◆ Dataset entries:

>> START

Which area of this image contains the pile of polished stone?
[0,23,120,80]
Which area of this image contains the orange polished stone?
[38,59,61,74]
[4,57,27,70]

>> END

◆ REQUEST:
Put each line of the material above into a Markdown table with the columns "Row" and "Line," numbering the rows in order and leaving out blank lines.

◆ TASK OUTPUT:
| Row | Line |
|---|---|
| 1 | Which area of this image contains the pile of polished stone? |
| 2 | [0,23,120,80] |
| 3 | Which area of this image contains the orange polished stone? |
| 4 | [38,59,61,74] |
| 5 | [4,57,27,70] |